Document passage >>
....................

1. Change How You See Your Child
Do you see your child’s ADHD as a problem that needs to be fixed? Do a lot of your sentences start with “If they would just… clean their room, turn in their assignments, think before they did things, etc”?
A child with ADHD approaches the world in a different way. The parenting techniques we learn from society, from our own childhood, and from well-intentioned advice-givers, don’t often work for our neurodivergent children. You cannot change who your child is or the way that they think through discipline, lecturing, or coercion.
A person with ADHD has a brain that is wired differently. This means that the way they think and approach things is different than their neurotypical counterparts. Because of this different wiring system, some things will be more challenging for your child, but because of this wiring, they also have many incredible strengths.
What if you focus on your child’s strengths instead of their weaknesses? What if you saw their weaknesses as unmet needs or skills? How would things change?
So, the key is to meet them where they are and teach them the skills they need to be successful while honoring the unique qualities that make them so special.
2. Change Your Story
When we become parents we have a lot of old rules and old beliefs that were established in our childhood, from societal expectations and from our own fears and worries.
Before you can work on helping your child, you have to work on yourself. What old beliefs about parenting are holding you back from being the parent you need to be for your child?
An example from my own life is how frustrated I got when my kids were having a meltdown Why did I get so mad when they were having a hard time? The problem wasn’t the emotions they were having, but my reaction to those emotions. After exploring this with my coach, I discovered that I was worried that I would be judged by other people. The story that I was telling myself was that others would see me as a bad parent. When I shifted to worrying about what my kids needed at the moment instead of my fear of being judged, I was able to help them more effectively.
3. Change What Matters Most
What matters most to you? Is it good grades, being respectful, or compliance? The first question I ask parents when we begin coaching is, “What do you want most for your child” The answer is almost always “I want my child to live a happy life.” Parents often go on to say that they want to make sure they will grow up and be able to launch into the world successfully.
If your ultimate goal for your child is that they grow up happy and healthy, then shift your focus from the challenges your child is having and build a solid relationship with your child. When your child looks back on their childhood, do you want them to remember the good times you had together and how you supported them when they were struggling or the frustration, nagging, and yelling?

....................

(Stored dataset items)

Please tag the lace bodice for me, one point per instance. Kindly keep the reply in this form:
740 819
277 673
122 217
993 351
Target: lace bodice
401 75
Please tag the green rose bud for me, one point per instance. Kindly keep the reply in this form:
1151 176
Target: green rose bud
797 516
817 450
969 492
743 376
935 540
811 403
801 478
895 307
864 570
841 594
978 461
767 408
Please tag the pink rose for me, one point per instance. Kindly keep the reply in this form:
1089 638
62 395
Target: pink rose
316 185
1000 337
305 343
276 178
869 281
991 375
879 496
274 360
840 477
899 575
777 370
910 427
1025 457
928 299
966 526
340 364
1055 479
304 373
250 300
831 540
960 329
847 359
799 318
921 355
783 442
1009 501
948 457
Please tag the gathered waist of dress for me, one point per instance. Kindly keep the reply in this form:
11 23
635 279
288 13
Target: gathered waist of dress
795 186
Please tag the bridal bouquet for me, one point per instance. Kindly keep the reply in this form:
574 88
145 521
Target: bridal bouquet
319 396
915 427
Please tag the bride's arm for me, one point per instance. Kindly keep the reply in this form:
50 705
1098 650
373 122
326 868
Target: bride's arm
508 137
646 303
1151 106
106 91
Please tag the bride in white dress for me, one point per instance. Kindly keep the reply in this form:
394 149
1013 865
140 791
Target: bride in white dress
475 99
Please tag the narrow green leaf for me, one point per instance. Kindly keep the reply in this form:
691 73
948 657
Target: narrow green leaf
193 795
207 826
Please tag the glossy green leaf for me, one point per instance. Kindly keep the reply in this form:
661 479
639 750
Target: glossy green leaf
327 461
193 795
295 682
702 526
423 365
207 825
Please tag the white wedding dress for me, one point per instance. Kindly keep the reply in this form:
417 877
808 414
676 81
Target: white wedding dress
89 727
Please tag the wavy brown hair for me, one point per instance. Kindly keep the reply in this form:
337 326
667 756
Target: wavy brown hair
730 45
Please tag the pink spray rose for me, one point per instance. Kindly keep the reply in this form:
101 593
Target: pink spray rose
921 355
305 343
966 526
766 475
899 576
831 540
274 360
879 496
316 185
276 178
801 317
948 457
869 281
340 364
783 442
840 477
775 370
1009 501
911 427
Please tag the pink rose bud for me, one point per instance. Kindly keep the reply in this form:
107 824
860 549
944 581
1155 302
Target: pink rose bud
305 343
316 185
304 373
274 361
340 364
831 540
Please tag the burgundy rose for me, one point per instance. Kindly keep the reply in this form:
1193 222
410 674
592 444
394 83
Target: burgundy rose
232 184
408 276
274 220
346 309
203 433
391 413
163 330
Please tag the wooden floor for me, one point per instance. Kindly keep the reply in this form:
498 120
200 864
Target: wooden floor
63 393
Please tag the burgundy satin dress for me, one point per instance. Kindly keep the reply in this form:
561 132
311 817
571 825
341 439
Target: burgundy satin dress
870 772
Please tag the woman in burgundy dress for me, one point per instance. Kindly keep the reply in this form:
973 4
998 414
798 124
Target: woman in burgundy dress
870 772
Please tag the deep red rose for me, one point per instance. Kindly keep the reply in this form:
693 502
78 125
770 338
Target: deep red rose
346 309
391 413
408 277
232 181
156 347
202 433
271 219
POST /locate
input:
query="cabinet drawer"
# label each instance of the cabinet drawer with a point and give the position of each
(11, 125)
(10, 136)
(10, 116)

....................

Exercise requirements >>
a. Translate this sentence from the ADHD parenting passage into Spanish: "A person with ADHD has a brain that is wired differently."
b. Answer these questions using the ADHD parenting passage:
(i) According to the passage, what three means cannot change who your child is or the way they think?
(ii) In the author's example about meltdowns, what did the author discover after exploring the reaction with a coach?
(iii) What is the first question the author asks parents when coaching begins?
c. Pick up the ADHD parenting passage after its final sentence and keep writing it in the same voice.

Answers provided >>
a. Una persona con TDAH tiene un cerebro que está conectado de manera diferente.

b.
(i) Discipline, lecturing, or coercion.
(ii) The author was worried about being judged by other people.
(iii) "What do you want most for your child?"

c.
4. Change the Questions You Ask
Don’t ask them why they did it, ask how can I help. Kids with ADHD often don’t know why they lied or why they didn’t get those assignments turned in. When we ask why our kids feel judged and learn to cover up mistakes instead of figuring out how to solve them.
If your child could be doing better, they would. Chances are they really want to be able to do the right thing, but something is getting in the way. As Dr. Ross Greene says, “They are not giving you a hard time, they are having a hard time?”
When you get curious about what is going on, you can help your child find solutions to their challenges. Instead of saying, Why didn’t you turn in your homework again? ask your child “What is getting in the way of you getting your homework in on time?” Another way to approach this might be to say, “I noticed you have some late assignments. Can I help you figure out a plan to get those turned in?”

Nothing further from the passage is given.